#### INSTRUCTIONS TO FOLLOW:
Write the next part of the passage on Leighley's campaign for a skate park in Sound Beach, beginning right after its last sentence.

For the past four years Leighley, the 47-year-old emergency services specialist for public electric company Public Service Enterprise Group, has been advocating for the construction of a skate park in the Sound Beach area, which he hopes to call Hawks Nest All Wheel Park. What he has in mind is something to help those kids in the area who aren’t keen to participate in the usual team sports.

“Skateboarding is looked down upon — it’s not embraced and supported like football and lacrosse,” the skateboarder said. “The parks are coming, and they can’t keep fighting it forever.”

When he was 6 years old Leighley said he learned to love skating. He became mired in a culture that conveys freedom: freedom of expression, freedom from problems, freedom to go where you want. His appreciation for the culture deepened when he moved to Hawaii in his 20s and became involved in the surfing scene. It was a continuous part of his life until 2009 when he was involved in a motorcycle crash, suffering compound fractures in his femur, tibia and fibula. The leg had to be removed, and he did not know if he could continue with all his favorite sports from his childhood.

It was around the time shortly after the accident he said he learned, in the Brooklyn Bike Park, which was a different type of skate park, of something called a “pump track,” where riders build momentum through the up and down motion of wheels on a track with several ups and downs, either with a bike or skateboard.

“It’s like a roller coaster, but instead of a roller coaster that would use machinery to pull carts up hill, here you’re using your muscles,” Leighley said. “You’re pumping and using it to get speed. It tricks you into using your muscles.”

He said that type of skate park revitalized his lifelong passion for skating. The transcendent experience of boarding around the block is something he said he wants his community to feel.

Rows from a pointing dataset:
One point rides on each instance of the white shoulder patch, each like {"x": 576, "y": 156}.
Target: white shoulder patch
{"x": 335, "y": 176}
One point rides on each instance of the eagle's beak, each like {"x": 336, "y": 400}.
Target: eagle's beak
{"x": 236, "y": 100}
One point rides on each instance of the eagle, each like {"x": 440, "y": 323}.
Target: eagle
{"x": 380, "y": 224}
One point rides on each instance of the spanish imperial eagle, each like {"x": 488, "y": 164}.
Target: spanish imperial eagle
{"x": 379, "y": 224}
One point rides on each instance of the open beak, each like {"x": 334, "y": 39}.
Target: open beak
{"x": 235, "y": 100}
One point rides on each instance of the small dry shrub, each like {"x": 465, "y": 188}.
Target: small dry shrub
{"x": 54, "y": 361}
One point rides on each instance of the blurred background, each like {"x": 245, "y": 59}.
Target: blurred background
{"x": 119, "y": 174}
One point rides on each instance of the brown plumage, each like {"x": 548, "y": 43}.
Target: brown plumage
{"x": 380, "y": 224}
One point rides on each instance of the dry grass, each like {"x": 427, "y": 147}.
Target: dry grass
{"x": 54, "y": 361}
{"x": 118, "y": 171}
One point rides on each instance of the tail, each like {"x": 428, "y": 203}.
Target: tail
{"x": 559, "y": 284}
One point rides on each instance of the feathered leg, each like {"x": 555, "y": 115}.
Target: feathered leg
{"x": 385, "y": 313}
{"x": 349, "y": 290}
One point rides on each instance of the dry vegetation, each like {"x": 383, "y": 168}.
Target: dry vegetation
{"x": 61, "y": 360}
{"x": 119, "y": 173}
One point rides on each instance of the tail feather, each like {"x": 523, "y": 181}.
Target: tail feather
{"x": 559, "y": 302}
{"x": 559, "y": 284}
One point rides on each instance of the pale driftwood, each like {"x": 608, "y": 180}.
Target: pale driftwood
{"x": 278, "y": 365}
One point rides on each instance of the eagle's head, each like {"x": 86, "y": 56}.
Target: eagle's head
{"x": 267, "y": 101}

#### OUTPUT FOR THIS EXERCISE:
While the skater exudes passion from every pore, Leighley has had trouble generating the right type of interest for the project from the community. While there are multiple mountain bike trails in the area and the Shoreham BMX track right behind the Robert S. Reid Community Center, there are very few options for a skateboarder other than sidewalks and roadways, not unless they want to travel many miles to either Riverhead, Amityville or Huntington.

Joseph Mannix, a Copiague social studies teacher, is also a community leader when it comes to the Huntington skateboarding community and has walked the steps Leighley is trying to follow. As a veteran skater who has been boarding since “the clay wheel days” of the 1970s, he is the one chiefly responsible for the East Northport Veterans Park Skate Park. It was built after years of working with his community, starting with skating lessons that eventually built up into clubs and a driving interest of local children, adults and eventually support from the town.

“At [the Greenlawn Skate Park] I started a lessons program and summer camp which became so successful that the town got interested, and they saw how much revenue they were making and how healthy it was,” Mannix said. “I was pushing for those kids who are not so into organized sports, or kids into organized sports who want the personal experience of skateboarding.”

While those parks remain popular, Leighley said he believes a park filled with transitions, pools and quarter pipes can only apply to 20 percent of adrenaline sports enthusiasts because of how daunting they seem to a newcomer. He said a pump track can apply to people of any skill level since riders can take any path at their own pace.

Port Jefferson resident Rachel Whalen, 30, a friend of Leighley’s, said she just got back into skating about seven months ago, and as a single mother raising two children, she wants to have a place near her home where she can exercise along with her kids.

“I would use it, I would want my kids to use it too,” Whalen said.

Despite the setbacks in trying to get the project off the ground, the Sound Beach resident said he has become closer to his community through his skate park campaign. Leighley became involved with the North Shore Youth Council, where executive director of the organization Janene Gentile said he teaches local kids basics in martial arts. While Gentile sees him as a caring man, she said others in the community have been unnerved by his classic skater-rebellion style personality.

“[Leighley] has the personality of a very radical dude, and while he’s trying to temper it, some people get taken aback,” Gentile said. “He’s a radical dude, but he’s caring, compassionate and passionate about his vision.”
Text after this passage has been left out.